Set exercise: Count the lines in the items below that contain the string "swimmer", treating uppercase and lowercase as different. Reply with the number only.
※ ※ ※
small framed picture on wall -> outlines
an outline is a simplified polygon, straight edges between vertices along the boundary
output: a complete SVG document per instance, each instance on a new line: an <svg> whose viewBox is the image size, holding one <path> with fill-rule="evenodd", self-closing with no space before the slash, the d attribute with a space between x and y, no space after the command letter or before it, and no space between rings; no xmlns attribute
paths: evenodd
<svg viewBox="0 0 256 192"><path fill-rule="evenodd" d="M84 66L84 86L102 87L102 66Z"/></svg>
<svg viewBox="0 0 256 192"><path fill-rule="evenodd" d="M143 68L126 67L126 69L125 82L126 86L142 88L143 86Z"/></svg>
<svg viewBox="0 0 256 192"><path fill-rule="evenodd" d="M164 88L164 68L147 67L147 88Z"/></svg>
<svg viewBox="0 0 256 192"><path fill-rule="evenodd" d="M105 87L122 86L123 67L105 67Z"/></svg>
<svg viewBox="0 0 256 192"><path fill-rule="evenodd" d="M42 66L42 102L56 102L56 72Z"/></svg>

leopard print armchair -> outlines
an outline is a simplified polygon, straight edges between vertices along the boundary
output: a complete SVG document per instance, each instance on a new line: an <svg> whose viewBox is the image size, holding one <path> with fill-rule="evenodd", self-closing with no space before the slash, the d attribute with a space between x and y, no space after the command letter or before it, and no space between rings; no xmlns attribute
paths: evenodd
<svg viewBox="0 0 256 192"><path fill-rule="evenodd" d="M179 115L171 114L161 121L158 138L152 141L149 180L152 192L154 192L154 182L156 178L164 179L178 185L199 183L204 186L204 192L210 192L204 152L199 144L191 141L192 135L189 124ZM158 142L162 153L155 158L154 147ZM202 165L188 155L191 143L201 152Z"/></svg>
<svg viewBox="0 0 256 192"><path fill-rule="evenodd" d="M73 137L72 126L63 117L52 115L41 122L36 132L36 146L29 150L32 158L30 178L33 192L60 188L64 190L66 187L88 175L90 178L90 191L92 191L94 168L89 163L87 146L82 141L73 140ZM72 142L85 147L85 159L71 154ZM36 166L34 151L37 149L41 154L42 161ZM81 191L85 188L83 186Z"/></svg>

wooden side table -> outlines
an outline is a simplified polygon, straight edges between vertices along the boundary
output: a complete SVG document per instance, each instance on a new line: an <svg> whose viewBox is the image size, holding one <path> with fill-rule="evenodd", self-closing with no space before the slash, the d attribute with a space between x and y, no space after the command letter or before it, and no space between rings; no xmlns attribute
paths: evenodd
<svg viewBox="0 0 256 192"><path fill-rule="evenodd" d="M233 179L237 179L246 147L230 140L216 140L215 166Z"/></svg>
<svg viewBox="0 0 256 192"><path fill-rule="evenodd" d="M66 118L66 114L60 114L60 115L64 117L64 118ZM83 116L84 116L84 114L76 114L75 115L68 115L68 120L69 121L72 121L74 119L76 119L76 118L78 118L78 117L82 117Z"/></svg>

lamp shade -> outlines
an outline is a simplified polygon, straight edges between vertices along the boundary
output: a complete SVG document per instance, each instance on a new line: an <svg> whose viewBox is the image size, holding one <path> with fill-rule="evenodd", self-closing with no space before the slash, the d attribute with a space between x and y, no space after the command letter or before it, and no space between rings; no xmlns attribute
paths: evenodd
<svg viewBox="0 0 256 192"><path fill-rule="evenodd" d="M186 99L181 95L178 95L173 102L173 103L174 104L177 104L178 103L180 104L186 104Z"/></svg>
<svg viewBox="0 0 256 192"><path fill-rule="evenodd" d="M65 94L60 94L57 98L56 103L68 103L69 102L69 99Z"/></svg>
※ ※ ※
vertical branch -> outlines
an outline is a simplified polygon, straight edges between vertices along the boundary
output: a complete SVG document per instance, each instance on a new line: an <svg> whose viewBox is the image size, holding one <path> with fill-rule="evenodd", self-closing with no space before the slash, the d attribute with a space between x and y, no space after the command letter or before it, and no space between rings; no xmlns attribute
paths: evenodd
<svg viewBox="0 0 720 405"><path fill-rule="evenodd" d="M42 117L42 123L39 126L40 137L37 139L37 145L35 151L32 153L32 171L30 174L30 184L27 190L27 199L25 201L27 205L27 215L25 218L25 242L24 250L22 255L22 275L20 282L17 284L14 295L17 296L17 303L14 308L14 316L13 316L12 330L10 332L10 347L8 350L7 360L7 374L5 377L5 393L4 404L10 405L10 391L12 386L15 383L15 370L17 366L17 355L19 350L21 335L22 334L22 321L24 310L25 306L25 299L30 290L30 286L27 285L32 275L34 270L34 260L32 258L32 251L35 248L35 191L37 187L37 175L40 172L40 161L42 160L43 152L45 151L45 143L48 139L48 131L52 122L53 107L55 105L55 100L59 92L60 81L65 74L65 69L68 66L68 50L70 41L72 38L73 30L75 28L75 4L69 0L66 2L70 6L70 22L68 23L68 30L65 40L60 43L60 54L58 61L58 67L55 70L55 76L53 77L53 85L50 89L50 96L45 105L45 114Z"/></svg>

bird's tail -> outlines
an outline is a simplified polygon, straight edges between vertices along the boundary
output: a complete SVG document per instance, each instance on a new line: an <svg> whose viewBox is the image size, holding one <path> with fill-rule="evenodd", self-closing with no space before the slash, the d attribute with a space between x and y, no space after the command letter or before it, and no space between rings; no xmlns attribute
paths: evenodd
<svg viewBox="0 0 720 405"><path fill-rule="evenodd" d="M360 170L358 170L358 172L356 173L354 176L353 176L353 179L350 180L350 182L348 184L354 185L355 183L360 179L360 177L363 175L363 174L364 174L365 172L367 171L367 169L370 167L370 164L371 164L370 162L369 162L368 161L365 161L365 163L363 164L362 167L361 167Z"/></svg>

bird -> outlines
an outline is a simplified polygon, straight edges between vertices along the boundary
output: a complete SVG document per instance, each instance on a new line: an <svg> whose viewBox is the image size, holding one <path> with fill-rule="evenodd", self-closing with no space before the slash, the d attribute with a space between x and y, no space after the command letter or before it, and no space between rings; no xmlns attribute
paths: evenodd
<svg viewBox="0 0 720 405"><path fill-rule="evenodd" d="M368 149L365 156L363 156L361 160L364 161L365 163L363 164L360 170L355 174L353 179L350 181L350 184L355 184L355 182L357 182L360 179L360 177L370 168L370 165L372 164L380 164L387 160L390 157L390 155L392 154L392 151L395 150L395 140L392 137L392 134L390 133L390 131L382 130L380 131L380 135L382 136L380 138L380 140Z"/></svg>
※ ※ ※
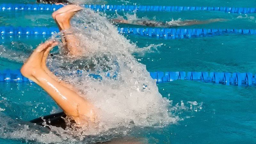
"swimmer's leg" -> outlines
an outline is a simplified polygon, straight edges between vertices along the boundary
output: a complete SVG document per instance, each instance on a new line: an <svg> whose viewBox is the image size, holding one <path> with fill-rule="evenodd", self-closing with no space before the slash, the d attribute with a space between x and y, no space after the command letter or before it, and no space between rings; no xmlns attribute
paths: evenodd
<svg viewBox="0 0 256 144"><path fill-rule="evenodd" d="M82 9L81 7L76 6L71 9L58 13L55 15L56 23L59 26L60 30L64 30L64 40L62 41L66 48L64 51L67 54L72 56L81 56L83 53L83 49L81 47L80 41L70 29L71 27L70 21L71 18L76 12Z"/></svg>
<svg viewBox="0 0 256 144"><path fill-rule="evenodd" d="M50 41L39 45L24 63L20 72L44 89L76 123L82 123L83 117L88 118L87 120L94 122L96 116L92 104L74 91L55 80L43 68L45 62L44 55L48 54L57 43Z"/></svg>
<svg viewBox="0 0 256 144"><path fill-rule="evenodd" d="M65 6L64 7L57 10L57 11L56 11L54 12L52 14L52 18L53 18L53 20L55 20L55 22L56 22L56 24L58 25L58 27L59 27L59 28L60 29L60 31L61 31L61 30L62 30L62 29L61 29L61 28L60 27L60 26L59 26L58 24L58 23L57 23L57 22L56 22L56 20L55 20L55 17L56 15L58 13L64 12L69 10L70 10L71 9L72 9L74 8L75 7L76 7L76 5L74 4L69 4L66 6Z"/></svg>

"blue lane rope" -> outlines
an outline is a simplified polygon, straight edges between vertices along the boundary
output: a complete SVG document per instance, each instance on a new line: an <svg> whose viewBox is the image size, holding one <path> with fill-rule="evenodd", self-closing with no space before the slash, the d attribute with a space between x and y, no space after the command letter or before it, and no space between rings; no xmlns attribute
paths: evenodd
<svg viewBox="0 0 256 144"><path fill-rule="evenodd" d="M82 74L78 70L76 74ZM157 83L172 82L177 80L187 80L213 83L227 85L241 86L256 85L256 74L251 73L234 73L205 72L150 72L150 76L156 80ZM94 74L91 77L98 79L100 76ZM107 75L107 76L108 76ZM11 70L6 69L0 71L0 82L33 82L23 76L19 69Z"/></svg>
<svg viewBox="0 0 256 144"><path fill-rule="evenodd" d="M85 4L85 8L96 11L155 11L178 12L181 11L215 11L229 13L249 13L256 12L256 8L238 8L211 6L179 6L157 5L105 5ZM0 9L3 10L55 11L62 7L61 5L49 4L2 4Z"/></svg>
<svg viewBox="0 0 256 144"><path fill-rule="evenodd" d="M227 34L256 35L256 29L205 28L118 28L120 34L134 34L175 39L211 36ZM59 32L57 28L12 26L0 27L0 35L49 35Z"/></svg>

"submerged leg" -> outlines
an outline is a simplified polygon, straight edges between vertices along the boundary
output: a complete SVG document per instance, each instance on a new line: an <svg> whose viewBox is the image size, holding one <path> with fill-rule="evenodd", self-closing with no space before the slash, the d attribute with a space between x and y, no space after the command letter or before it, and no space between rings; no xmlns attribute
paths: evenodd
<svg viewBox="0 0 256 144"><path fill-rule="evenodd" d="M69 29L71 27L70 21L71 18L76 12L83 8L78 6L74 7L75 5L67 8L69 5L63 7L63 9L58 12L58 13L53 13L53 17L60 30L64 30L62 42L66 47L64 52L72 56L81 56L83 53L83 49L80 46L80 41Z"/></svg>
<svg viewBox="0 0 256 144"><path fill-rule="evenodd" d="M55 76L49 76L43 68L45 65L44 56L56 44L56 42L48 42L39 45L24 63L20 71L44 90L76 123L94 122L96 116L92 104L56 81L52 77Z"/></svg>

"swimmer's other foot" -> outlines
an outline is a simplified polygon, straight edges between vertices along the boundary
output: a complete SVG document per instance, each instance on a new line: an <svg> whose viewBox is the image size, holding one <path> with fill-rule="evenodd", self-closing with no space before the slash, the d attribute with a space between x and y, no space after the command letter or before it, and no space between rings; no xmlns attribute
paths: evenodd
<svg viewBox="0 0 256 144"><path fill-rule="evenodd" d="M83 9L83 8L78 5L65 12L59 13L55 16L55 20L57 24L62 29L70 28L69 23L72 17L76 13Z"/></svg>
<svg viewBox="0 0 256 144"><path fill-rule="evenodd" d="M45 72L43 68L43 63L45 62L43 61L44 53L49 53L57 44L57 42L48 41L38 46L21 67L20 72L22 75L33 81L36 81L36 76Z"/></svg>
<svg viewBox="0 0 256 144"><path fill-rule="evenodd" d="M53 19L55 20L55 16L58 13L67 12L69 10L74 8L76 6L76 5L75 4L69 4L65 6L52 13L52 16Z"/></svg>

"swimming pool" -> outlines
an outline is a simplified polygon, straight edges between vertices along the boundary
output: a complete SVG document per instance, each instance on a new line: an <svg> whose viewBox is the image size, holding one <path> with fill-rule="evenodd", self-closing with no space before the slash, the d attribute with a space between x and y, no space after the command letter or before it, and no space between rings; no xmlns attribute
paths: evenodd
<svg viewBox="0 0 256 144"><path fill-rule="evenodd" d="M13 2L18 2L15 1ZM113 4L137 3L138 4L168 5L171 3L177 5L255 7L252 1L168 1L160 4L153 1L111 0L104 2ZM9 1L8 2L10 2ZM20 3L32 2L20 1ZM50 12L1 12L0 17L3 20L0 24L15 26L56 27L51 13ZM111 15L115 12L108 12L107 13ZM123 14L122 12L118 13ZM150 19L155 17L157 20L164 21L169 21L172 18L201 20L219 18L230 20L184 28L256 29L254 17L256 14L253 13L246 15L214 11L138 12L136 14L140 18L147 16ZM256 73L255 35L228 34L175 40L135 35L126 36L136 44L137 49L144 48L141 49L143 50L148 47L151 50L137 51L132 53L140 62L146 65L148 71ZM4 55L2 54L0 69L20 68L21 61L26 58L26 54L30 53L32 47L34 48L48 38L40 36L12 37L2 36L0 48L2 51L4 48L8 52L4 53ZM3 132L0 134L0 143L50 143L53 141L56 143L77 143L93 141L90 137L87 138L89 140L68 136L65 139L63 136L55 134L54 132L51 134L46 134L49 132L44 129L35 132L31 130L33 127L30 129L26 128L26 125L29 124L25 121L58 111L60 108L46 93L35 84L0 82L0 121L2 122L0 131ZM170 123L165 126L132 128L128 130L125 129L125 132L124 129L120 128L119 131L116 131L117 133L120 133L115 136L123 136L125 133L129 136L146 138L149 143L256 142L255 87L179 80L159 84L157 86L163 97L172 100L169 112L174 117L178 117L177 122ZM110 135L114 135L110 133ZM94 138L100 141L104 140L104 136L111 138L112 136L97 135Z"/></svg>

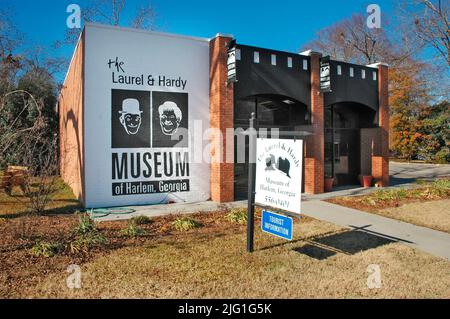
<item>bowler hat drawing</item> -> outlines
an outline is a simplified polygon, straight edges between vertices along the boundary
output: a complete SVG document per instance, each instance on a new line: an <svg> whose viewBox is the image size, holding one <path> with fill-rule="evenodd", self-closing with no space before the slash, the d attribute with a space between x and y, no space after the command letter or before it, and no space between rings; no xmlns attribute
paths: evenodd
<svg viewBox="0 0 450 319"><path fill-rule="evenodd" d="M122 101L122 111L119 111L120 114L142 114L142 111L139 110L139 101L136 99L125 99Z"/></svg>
※ ※ ※
Written answer: 2